(Aim): Every line of the listing must be reproduced as it stands. Leave the images behind.

(The input):
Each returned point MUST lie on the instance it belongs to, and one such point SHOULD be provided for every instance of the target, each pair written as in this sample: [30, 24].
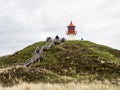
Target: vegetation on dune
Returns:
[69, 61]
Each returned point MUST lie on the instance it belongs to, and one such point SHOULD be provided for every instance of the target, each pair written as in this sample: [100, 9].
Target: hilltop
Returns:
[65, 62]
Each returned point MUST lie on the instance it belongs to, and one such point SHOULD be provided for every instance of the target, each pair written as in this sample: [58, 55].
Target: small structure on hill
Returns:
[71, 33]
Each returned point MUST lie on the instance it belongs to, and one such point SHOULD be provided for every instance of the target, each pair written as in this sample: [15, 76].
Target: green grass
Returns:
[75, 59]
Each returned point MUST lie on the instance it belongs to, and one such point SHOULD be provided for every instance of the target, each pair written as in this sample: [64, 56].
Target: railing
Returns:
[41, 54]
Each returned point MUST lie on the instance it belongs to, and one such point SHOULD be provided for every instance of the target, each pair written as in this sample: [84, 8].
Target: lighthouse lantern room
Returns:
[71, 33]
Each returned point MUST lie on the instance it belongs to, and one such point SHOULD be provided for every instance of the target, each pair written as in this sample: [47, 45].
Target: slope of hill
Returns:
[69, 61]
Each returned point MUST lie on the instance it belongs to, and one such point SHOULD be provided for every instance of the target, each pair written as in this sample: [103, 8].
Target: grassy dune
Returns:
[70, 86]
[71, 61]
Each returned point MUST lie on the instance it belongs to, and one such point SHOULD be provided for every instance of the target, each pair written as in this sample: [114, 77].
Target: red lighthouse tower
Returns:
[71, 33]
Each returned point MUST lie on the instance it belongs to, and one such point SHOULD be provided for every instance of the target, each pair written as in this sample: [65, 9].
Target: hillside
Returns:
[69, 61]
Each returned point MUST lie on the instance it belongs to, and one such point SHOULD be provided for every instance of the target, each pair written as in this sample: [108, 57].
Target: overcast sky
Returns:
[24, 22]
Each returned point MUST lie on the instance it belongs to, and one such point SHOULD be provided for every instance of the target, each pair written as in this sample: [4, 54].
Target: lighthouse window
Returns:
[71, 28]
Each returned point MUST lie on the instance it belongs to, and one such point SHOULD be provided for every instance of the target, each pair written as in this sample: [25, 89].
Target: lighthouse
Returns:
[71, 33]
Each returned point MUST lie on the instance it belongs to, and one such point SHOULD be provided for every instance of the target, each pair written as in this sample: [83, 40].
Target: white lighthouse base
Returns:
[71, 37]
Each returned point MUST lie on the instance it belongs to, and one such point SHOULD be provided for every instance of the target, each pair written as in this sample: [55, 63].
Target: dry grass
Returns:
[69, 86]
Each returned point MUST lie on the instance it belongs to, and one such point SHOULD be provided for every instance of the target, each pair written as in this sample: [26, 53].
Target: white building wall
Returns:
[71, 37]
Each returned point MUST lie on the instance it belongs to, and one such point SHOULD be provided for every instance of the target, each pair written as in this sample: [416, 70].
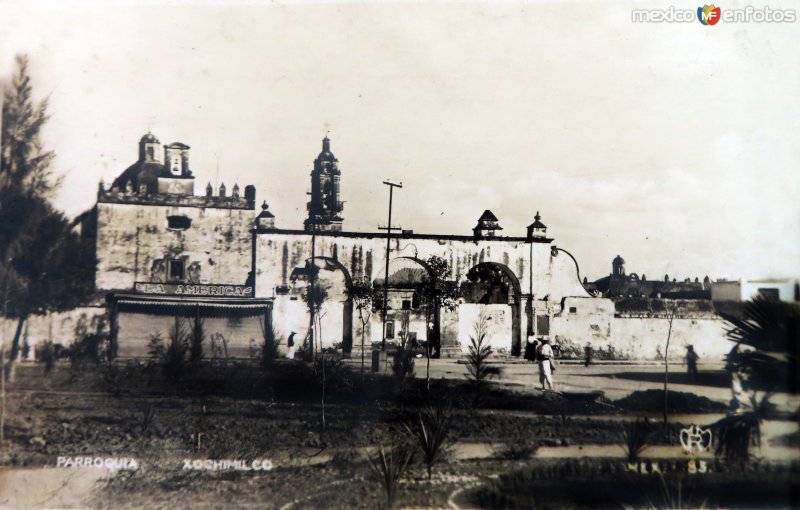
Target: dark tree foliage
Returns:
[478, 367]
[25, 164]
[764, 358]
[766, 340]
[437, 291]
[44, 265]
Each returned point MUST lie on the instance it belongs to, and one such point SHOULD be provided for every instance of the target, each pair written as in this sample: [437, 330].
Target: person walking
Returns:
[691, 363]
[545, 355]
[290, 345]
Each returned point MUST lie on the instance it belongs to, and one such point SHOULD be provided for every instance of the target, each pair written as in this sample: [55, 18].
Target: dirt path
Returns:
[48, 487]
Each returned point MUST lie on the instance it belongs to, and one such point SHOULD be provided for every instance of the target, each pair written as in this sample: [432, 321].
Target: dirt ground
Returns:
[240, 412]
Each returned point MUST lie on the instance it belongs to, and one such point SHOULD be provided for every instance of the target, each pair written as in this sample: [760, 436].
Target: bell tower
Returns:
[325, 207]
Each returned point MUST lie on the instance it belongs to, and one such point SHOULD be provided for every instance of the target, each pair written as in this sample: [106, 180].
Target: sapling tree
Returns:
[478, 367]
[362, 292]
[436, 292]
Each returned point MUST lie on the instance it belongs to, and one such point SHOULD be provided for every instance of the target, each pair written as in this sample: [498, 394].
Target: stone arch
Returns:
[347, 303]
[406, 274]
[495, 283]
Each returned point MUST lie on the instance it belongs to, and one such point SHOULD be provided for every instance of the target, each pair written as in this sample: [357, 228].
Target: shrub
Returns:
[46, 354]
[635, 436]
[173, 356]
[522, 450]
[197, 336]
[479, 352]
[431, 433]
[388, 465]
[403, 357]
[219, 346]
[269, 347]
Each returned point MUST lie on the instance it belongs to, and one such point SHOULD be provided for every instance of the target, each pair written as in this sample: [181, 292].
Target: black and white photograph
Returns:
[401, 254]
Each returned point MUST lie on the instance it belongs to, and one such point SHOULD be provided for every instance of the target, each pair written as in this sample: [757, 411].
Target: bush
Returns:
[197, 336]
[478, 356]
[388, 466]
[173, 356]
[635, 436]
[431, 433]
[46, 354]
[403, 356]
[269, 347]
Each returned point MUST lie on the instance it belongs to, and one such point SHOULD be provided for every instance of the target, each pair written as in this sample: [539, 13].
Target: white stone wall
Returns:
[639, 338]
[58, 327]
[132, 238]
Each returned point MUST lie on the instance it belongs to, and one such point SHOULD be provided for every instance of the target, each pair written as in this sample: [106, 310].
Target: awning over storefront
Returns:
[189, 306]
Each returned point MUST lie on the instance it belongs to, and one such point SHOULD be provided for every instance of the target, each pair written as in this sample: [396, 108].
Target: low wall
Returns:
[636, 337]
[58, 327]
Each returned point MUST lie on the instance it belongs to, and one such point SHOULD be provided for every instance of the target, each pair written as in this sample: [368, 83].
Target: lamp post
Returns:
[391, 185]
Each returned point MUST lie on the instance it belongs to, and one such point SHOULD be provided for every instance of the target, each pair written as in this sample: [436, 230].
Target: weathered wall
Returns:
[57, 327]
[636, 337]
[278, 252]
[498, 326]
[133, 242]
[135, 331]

(Written response):
Each returned point MUST lie on the instance it belongs to, and one such point SHOULD be provided for every instance of the target, each pair written as in this sample: [30, 24].
Target: vegetation on dune
Returns:
[69, 61]
Each returned point MUST lie on the instance it belongs to, and one such point SHOULD be provided for every instance of the target, each pair written as in this sample: [100, 9].
Target: hilltop
Returns:
[65, 62]
Each returned point MUST lie on the instance it belongs to, and one such point SHOULD be provided for every instance of the target, each pair written as in this sample: [58, 55].
Target: small structure on hill
Returns:
[71, 33]
Each returned point MUST lie on the instance it belongs to, and one such point SHOULD be provided for every instance of the target, each pair written as in this sample: [15, 76].
Target: green grass
Returns:
[75, 59]
Each returned point MUST lie on the instance it belongs to, and one such point SHOULD be provided for every instance of the target, each pair written as in this sample: [64, 56].
Target: railing
Returns:
[41, 54]
Each returned point MUST lie on the instance it belongs to, and one such point SHOULD be provided for every instance of the target, each pair written as in this sample: [84, 8].
Target: lighthouse lantern room
Returns:
[71, 33]
Each returned point MUST lie on the instance it belongs to, and one such point SHOULD be provided for every instance of the target, each pair written as in this sample: [47, 45].
Target: slope of hill
Returns:
[69, 61]
Each returned point MUST lie on the instance it belongs to, and one such point SHOULD be provided for every instance of the target, each pair written as in this sample: [103, 8].
Target: grassy dune
Returns:
[70, 86]
[71, 61]
Each returned point MUST lie on the instance it belongs to, and one such point SHOULD be provided for every instance of the target, each pair written as in this sample: [114, 77].
Target: red lighthouse tower
Returns:
[71, 33]
Each returned point MUST lie on the instance it belongs to, and one such point SHOULD be provided for every instance of the target, each pair written as in this sample: [65, 9].
Target: hillside
Returns:
[69, 61]
Each returned point MUST lie on the instance it belongs to, and one such point SHOULD be provided for every instance of the target, each pair written as in this sample: [108, 57].
Target: overcast sky
Returns:
[24, 22]
Each returned point MUST lie on the instance it belongs to, and one such point SHOULD be provided for every instance of the target, each pair written as in this sample: [4, 54].
Target: lighthouse window
Returns:
[71, 28]
Each returned point MUST lie on the instance it belongs to, and one such point SHOULD be provided for every instance of the target, each pair written as in this sample: [25, 89].
Target: lighthouse
Returns:
[71, 33]
Each returned point MUST lie on the instance it belongs to, and one such point SHOULD be provided for every instance of the target, each pair written as in this sample: [83, 40].
Target: white lighthouse base
Returns:
[71, 37]
Each returned point MUST lie on the instance it belongs to, and one such point SHOULD be provided for every instance of the target, each pair written as in this sample: [55, 63].
Target: dry grass
Returns:
[69, 86]
Each returned point MUST lie on the instance it belongs to, and one such point SHOULD be provided for every instance of the target, each pair written as in this sample: [26, 53].
Target: white building wall
Returns:
[71, 37]
Each returned point MUST lie on the instance it belongs to, and one such point SHOULD be provided for every instance of the target, each pair written as in this sample: [416, 70].
Target: dark tree foliage
Returns:
[478, 367]
[25, 164]
[764, 358]
[766, 340]
[437, 291]
[44, 265]
Each returned point MUST lie on the instance it belongs to, and one such point SHOULD be provided for every instance of the target, each pair written as in this sample: [437, 330].
Target: person walking
Returns:
[691, 363]
[545, 355]
[290, 345]
Each returned point MUST lie on the instance it belongs to, and one such point SHOULD be provided for every instance of the target, each pair written as in this sample: [55, 18].
Target: dirt path
Returns:
[48, 487]
Each returned point MUST lie on the instance it belongs to, and one such point SHOULD be provided for every instance of the target, each pair written as in this sample: [432, 321].
Target: dirt ground
Returns:
[240, 412]
Each returned point MUST lie on the instance it belongs to, and one such point SHOULD be provided for every instance of the target, each pair written as in this sample: [760, 436].
Target: bell tower
Returns:
[325, 207]
Each returned point MUST lie on the instance it belongs to, and one such point SHOULD be provided for every instance of the target, each pair written as in this sample: [106, 180].
Target: sapling tree
Returns:
[478, 367]
[362, 292]
[436, 292]
Each returned point MUST lie on the instance it belongs to, and one such point SHOULD be provided for every instance of the target, each pair written as in this sample: [498, 394].
Target: stone arch
Returns:
[347, 303]
[406, 274]
[495, 283]
Each returned point MUST lie on the instance it belongs to, and one such point SHOULD be provided for every instance of the target, each pair written as in this sample: [357, 228].
Target: shrub
Returns:
[46, 354]
[635, 436]
[173, 356]
[522, 450]
[197, 336]
[479, 352]
[431, 433]
[388, 465]
[403, 357]
[219, 346]
[269, 347]
Each returned point MUST lie on the instance it belongs to, and one such point SHOULD be provided for every instance of the target, each pair written as in this sample: [181, 292].
Target: black and white photograph
Returns:
[401, 254]
Each returned point MUST lie on the instance it belongs to, and one such point SHOULD be provided for every instance of the target, each pair written as in this sample: [757, 411].
Target: bush
Returns:
[197, 336]
[478, 356]
[388, 466]
[173, 356]
[635, 436]
[431, 433]
[46, 354]
[403, 356]
[269, 347]
Each returned point MUST lie on the instance it belongs to, and one such point SHOULD be provided for every instance of the target, each pair written as in this sample: [539, 13].
Target: white stone wall
Returns:
[639, 338]
[58, 327]
[132, 238]
Each returned point MUST lie on the instance it belongs to, and one such point SHOULD be provided for every instance of the target, each pair written as in this sample: [106, 310].
Target: awning over storefront
Returns:
[189, 306]
Each returned point MUST lie on the instance it belongs to, and one such point SHOULD be provided for every instance of the target, each pair written as in this sample: [396, 108].
Target: low wall
Returns:
[636, 337]
[58, 327]
Each returned point MUST lie on the instance it belongs to, and one such point SHOULD be provided for every instance of the target, each pair written as in this sample: [368, 83].
Target: lamp post
Returns:
[391, 185]
Each returned point MUST lie on the instance it belongs to, and one such point SHOULD be provided for every instance of the target, each pair written as in this sample: [436, 230].
Target: weathered wall
Returns:
[57, 327]
[636, 337]
[278, 252]
[498, 326]
[133, 242]
[135, 331]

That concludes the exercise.